◆ Work to be completed ◆
Can you give every line of the rows below as a JSON list of strings, one string per line, with blank lines skipped and the pictures left out?

◆ Information shown ◆
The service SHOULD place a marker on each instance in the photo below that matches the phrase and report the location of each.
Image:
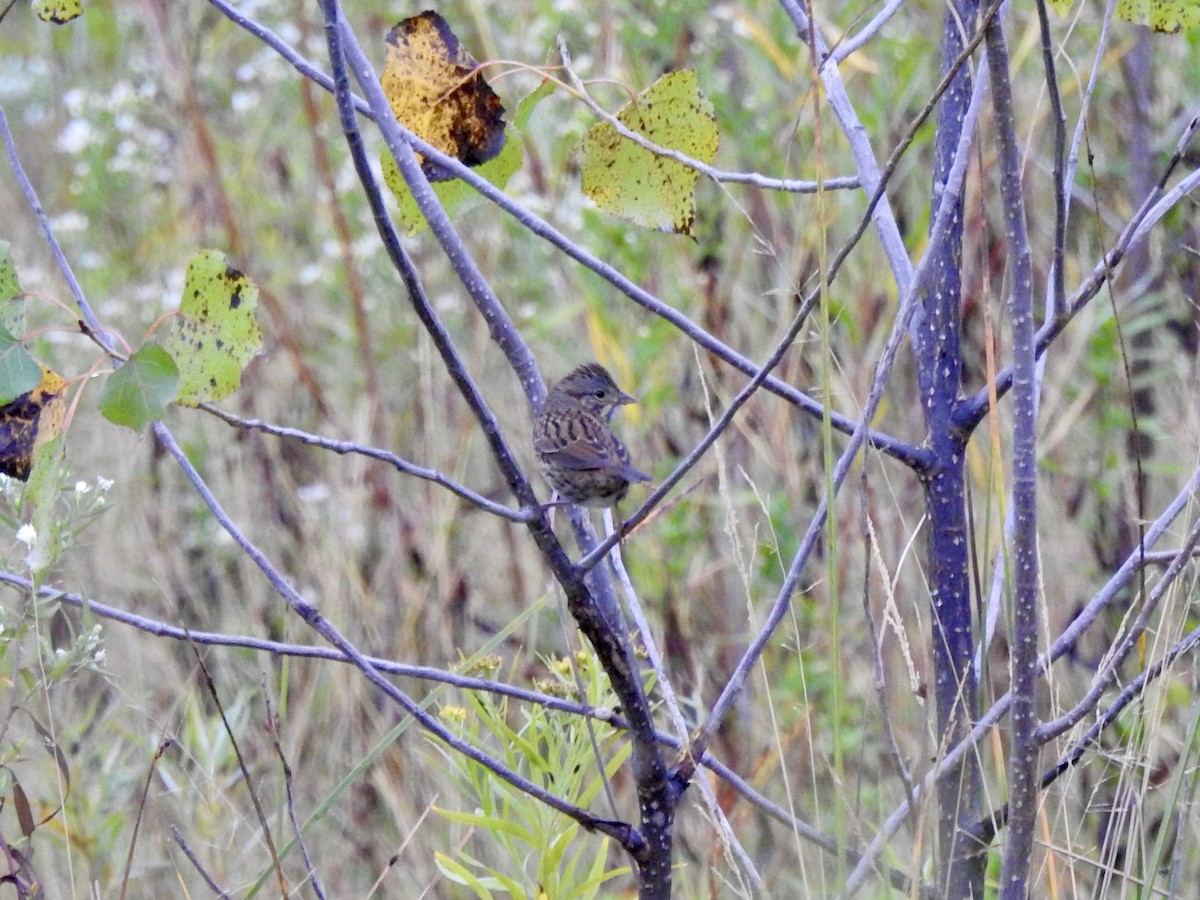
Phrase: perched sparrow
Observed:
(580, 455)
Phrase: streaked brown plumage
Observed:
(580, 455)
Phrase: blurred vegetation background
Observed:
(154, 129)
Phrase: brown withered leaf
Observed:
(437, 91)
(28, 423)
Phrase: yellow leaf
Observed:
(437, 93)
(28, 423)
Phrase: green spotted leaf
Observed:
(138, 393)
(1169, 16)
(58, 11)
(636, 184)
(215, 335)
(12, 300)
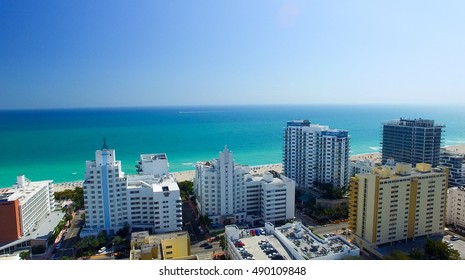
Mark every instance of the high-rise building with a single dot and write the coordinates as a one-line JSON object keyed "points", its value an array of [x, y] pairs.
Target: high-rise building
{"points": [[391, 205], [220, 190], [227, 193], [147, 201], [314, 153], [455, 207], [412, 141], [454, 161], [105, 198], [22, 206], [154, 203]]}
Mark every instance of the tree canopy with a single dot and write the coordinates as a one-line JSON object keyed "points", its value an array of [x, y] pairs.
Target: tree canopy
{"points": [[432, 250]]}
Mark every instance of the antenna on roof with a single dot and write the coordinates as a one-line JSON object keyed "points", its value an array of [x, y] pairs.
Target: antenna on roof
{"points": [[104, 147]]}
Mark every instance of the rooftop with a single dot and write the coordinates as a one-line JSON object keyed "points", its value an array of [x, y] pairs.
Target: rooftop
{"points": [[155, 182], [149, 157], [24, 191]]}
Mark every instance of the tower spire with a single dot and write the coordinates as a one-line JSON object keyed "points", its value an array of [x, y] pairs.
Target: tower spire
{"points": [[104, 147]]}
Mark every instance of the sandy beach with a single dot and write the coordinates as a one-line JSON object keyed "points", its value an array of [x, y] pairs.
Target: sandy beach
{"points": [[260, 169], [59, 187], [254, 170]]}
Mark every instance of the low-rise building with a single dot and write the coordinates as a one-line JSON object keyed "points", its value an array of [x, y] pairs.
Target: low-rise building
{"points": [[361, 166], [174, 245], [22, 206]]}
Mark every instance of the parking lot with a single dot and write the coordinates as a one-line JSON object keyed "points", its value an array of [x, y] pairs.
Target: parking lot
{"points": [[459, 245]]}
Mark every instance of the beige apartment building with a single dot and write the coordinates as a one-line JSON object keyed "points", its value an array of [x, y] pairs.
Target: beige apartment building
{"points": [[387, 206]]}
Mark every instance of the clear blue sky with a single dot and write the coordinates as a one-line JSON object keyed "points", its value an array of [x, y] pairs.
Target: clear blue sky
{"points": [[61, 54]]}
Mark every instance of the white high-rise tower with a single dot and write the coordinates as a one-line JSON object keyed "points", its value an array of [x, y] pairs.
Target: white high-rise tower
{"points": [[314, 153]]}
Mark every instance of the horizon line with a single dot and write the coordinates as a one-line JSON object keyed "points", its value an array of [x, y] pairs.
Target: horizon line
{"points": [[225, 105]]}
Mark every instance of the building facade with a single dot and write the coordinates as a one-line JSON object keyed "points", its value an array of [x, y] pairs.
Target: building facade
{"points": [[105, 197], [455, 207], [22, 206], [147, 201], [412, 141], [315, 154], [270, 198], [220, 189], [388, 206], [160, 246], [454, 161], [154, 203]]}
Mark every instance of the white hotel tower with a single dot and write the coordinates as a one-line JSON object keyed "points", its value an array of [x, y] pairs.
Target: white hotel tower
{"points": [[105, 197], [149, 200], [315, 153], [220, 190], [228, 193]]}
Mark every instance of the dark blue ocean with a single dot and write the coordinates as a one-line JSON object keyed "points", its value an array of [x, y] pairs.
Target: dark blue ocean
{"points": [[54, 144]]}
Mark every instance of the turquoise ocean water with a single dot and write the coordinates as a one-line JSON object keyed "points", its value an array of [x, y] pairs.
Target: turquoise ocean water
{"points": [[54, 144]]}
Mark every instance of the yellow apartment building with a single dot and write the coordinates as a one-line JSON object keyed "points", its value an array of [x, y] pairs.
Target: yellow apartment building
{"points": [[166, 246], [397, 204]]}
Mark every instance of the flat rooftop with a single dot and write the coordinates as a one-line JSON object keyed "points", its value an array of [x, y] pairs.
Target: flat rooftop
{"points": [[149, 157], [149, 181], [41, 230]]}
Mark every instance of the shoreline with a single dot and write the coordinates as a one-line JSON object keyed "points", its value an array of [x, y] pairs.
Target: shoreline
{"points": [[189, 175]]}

◆ Full output ◆
[
  "The service SHOULD place a marker on each instance in the photo below that matches the phrase and report the location of each.",
  "Image:",
  "Phrase: perched sparrow",
  "Observed:",
  "(580, 455)",
  "Phrase: streaked brown plumage",
  "Observed:",
  "(580, 455)",
  "Phrase: blurred vegetation background",
  "Observed:",
  "(154, 129)",
  "Phrase: brown withered leaf",
  "Observed:",
  "(437, 91)",
  "(28, 423)",
  "Phrase: yellow leaf",
  "Observed:",
  "(437, 93)",
  "(28, 423)",
  "Phrase: green spotted leaf",
  "Observed:",
  "(138, 393)",
  "(1169, 16)",
  "(58, 11)",
  "(636, 184)",
  "(215, 335)",
  "(12, 300)",
  "Mark every instance of the high-rise building with a single dot and write the coordinates as a one-line JSON object keyed \"points\", its value an array of [x, y] pairs.",
  "Target: high-rise building",
  "{\"points\": [[391, 205], [220, 190], [227, 193], [147, 201], [314, 153], [455, 207], [412, 141], [454, 161], [105, 198], [22, 206], [154, 203]]}",
  "Mark every instance of the tree canopy with a single dot and write the coordinates as a one-line JSON object keyed \"points\", its value an array of [x, y] pairs.",
  "Target: tree canopy",
  "{\"points\": [[432, 250]]}",
  "Mark every instance of the antenna on roof with a single dot and write the coordinates as a one-line JSON object keyed \"points\", its value an array of [x, y] pairs.",
  "Target: antenna on roof",
  "{\"points\": [[104, 147]]}",
  "Mark every instance of the rooftop with a single dot and write the coordinates as a one-line JSON object keyed \"points\", its value an array of [x, y] pairs.",
  "Target: rooftop",
  "{\"points\": [[155, 182], [149, 157], [24, 191]]}",
  "Mark every instance of the tower spire with a single dot and write the coordinates as a one-line JSON object keyed \"points\", its value an array of [x, y] pairs.",
  "Target: tower spire",
  "{\"points\": [[104, 147]]}",
  "Mark every instance of the sandy beach with a single dot and write the coordinates as a one-line JSON object keyed \"points\", its value an array of [x, y] pairs.",
  "Target: sandy beach",
  "{\"points\": [[260, 169], [59, 187], [254, 170]]}",
  "Mark every instance of the low-rise building with a single dot and write the coordinates as a one-line JSON object keyed \"points\", its value an array of [x, y] pairs.",
  "Target: low-rise building",
  "{\"points\": [[361, 166], [174, 245], [22, 206]]}",
  "Mark every instance of the parking lot with a single dot and write the coordinates as a one-line JSON object keyed \"points\", its value an array of [x, y] pairs.",
  "Target: parking lot",
  "{\"points\": [[459, 245]]}",
  "Mark every instance of the beige apartment building with a single dot and write the coordinates as a one-line JSON object keyed \"points\", its value an array of [x, y] pairs.",
  "Target: beige apartment building",
  "{\"points\": [[387, 206]]}",
  "Mark every instance of the clear blue sky with a single dot and write the coordinates as a one-line JSON object keyed \"points\", its value an array of [x, y] pairs.",
  "Target: clear blue sky",
  "{\"points\": [[61, 54]]}",
  "Mark every instance of the white high-rise tower with a single dot and write the coordinates as a one-line JSON object keyed \"points\", its value an array of [x, y] pairs.",
  "Target: white high-rise tower",
  "{\"points\": [[314, 153]]}",
  "Mark every instance of the horizon line with a single dot and write the coordinates as a one-line JSON object keyed \"points\", its value an array of [x, y] pairs.",
  "Target: horizon line",
  "{\"points\": [[225, 105]]}",
  "Mark every instance of the building facade with a single dot and write the coordinates as a one-line JSON object keyed \"points\", its value an array of [x, y] pairs.",
  "Target: building facade",
  "{\"points\": [[105, 197], [455, 207], [22, 206], [147, 201], [412, 141], [315, 154], [270, 198], [220, 189], [388, 206], [160, 246], [454, 161], [154, 203]]}",
  "Mark every instance of the white hotel tower with a single dot and write the coordinates as a one-line JSON object keyed \"points\", its value an array of [x, y] pairs.",
  "Target: white hotel tower",
  "{\"points\": [[105, 197], [149, 200], [315, 153], [220, 190], [228, 193]]}",
  "Mark every instance of the dark blue ocean with a single dot and write the coordinates as a one-line JSON object keyed \"points\", its value an array of [x, y] pairs.",
  "Target: dark blue ocean",
  "{\"points\": [[54, 144]]}",
  "Mark every instance of the turquoise ocean water with a single dot and write the coordinates as a one-line JSON object keyed \"points\", its value an array of [x, y] pairs.",
  "Target: turquoise ocean water",
  "{\"points\": [[54, 144]]}",
  "Mark every instance of the yellow apartment building with a single dot and write the coordinates as a one-line JSON object keyed \"points\", its value an array of [x, y] pairs.",
  "Target: yellow apartment building",
  "{\"points\": [[166, 246], [397, 204]]}",
  "Mark every instance of the flat rooftop with a single dot and write the coordinates as a one-line JSON object keyed \"points\", its value an array of [x, y] pairs.",
  "Target: flat rooftop",
  "{\"points\": [[149, 157], [149, 181], [41, 230]]}",
  "Mark every instance of the shoreline with a single dot and write the coordinates as a one-line JSON object keyed \"points\", its value an array of [x, y] pairs.",
  "Target: shoreline",
  "{\"points\": [[189, 175]]}"
]